▶ [Prompt 1] Reproduce the rows word for word, beginning at the first row and ending with the line that contains "<point>85,206</point>". Include both of those lines, and leave out any picture lines.

▶ [Passage shown]
From data whitening preprocessing in the machine learning era to the various normalization methods like BatchNorm, InstanceNorm, LayerNorm, and RMSNorm in the deep learning era, these techniques essentially reflect our preference for "Isotropy." Why do we favor isotropic features? What are the practical benefits? Many answers can be found, such as scale alignment, redundancy reduction, and decorrelation, but most remain at a superficial level.

Recently, while reading the paper "The Affine Divergence: Aligning Activation Updates Beyond Normalisation," I gained a new understanding of this problem from an optimization perspective. I personally find it relatively close to the essence of the matter, so I am writing it down to share and discuss with everyone.

Steepest Descent

We start with the simplest linear layer: \begin{equation} \boldsymbol{Y} = \boldsymbol{X}\boldsymbol{W} \end{equation} where \boldsymbol{X} \in \mathbb{R}^{b \times d_{in}} is the current layer input, \boldsymbol{W} \in \mathbb{R}^{d_{in} \times d_{out}} is the weight matrix, and \boldsymbol{Y} \in \mathbb{R}^{b \times d_{out}} is the output. Let the loss function be \mathcal{L}(\boldsymbol{Y}) = \mathcal{L}(\boldsymbol{X}\boldsymbol{W}), then we have: \begin{equation} \frac{\partial \mathcal{L}}{\partial\boldsymbol{W}} = \boldsymbol{X}^{\top}\frac{\partial \mathcal{L}}{\partial\boldsymbol{Y}} \end{equation} Taking gradient descent as an example, the update rule is: \begin{equation} \boldsymbol{W} \quad\leftarrow\quad \boldsymbol{W} - \eta\frac{\partial \mathcal{L}}{\partial\boldsymbol{W}} = \boldsymbol{W} - \eta \boldsymbol{X}^{\top}\frac{\partial \mathcal{L}}{\partial\boldsymbol{Y}} \end{equation} The basic principle of gradient descent is the well-known fact that "the negative gradient direction is the direction of steepest descent for the loss." However, this conclusion has a premise. The most critical premise is that the chosen metric is the Euclidean norm. If we change the norm, the direction of steepest descent also changes. We have already discussed this in articles such as "Muon Sequel: Why We Choose to Try Muon?" and "Steepest Descent on Manifolds: 1. SGD + Hypersphere."

Switching Perspectives

This article focuses on another premise that is not so easily noticed: the perspective, or the standpoint.

Assuming we agree that "the negative gradient direction is the direction of steepest descent," the question is: the gradient of whom? Some readers might say it is naturally the gradient of the parameters. This is indeed the standard answer, but it is not necessarily the best one. Parameters are essentially a byproduct of the model; what we actually care about is whether the model’s inputs and outputs constitute the desired mapping.

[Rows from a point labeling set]
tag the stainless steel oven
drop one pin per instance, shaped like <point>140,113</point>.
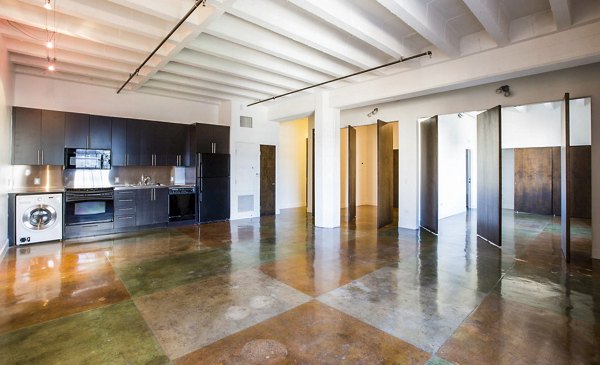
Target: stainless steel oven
<point>85,206</point>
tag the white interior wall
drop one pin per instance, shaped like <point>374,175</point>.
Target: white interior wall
<point>538,125</point>
<point>579,81</point>
<point>262,132</point>
<point>508,178</point>
<point>455,136</point>
<point>292,156</point>
<point>45,93</point>
<point>6,100</point>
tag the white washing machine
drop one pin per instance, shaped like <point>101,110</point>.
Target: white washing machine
<point>38,218</point>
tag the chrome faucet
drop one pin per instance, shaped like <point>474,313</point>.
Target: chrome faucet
<point>145,180</point>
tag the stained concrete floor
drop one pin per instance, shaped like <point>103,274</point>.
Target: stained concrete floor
<point>276,290</point>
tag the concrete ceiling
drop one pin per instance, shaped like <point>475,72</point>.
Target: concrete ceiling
<point>249,50</point>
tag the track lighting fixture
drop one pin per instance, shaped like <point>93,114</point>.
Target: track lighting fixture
<point>51,64</point>
<point>504,89</point>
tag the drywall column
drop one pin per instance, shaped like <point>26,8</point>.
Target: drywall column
<point>327,163</point>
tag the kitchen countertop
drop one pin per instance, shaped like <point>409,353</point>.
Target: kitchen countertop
<point>38,190</point>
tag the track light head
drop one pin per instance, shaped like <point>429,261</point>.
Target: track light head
<point>504,89</point>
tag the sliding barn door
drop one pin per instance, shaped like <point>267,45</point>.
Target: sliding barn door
<point>565,181</point>
<point>489,177</point>
<point>429,174</point>
<point>351,173</point>
<point>385,171</point>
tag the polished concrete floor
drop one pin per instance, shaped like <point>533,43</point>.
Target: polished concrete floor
<point>276,290</point>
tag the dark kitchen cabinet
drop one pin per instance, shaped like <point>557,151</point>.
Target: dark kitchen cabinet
<point>212,138</point>
<point>87,131</point>
<point>100,132</point>
<point>38,137</point>
<point>133,136</point>
<point>154,144</point>
<point>178,152</point>
<point>27,129</point>
<point>77,130</point>
<point>53,138</point>
<point>152,206</point>
<point>119,141</point>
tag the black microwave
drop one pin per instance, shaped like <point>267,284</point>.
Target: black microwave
<point>84,158</point>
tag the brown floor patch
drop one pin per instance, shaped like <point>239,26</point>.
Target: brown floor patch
<point>311,333</point>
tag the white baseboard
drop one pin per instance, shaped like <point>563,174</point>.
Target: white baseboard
<point>4,249</point>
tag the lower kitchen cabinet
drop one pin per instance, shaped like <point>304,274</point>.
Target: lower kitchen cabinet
<point>152,206</point>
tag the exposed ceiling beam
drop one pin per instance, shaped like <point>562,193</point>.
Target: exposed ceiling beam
<point>281,18</point>
<point>66,67</point>
<point>204,85</point>
<point>493,18</point>
<point>234,52</point>
<point>194,91</point>
<point>221,78</point>
<point>427,21</point>
<point>81,28</point>
<point>339,14</point>
<point>209,15</point>
<point>201,60</point>
<point>250,35</point>
<point>41,52</point>
<point>562,11</point>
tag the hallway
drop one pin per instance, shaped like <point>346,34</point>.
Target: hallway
<point>276,290</point>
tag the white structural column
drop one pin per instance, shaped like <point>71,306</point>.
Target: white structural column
<point>327,163</point>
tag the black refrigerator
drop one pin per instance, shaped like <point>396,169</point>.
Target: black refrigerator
<point>213,187</point>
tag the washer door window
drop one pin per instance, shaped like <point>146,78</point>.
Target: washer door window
<point>39,217</point>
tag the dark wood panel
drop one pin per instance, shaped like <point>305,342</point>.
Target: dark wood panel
<point>565,181</point>
<point>385,170</point>
<point>53,137</point>
<point>489,176</point>
<point>581,181</point>
<point>267,180</point>
<point>396,183</point>
<point>27,130</point>
<point>77,130</point>
<point>429,174</point>
<point>351,173</point>
<point>533,180</point>
<point>100,132</point>
<point>556,181</point>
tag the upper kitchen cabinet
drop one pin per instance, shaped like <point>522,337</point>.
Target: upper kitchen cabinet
<point>212,138</point>
<point>178,153</point>
<point>87,131</point>
<point>29,148</point>
<point>119,141</point>
<point>77,130</point>
<point>100,132</point>
<point>133,135</point>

▶ [Prompt 2]
Answer these about the article on isotropy and normalization:
(a) What is the title of the paper that gave the writer a new understanding of the problem?
(b) What does the article name as the most critical premise for the negative gradient being the direction of steepest descent?
(c) What does the article say parameters essentially are?

▶ [Written reply 1]
tag the stainless steel oven
drop one pin per instance, shaped like <point>140,113</point>.
Target: stainless steel oven
<point>85,206</point>

▶ [Written reply 2]
(a) "The Affine Divergence: Aligning Activation Updates Beyond Normalisation"
(b) That the chosen metric is the Euclidean norm.
(c) A byproduct of the model.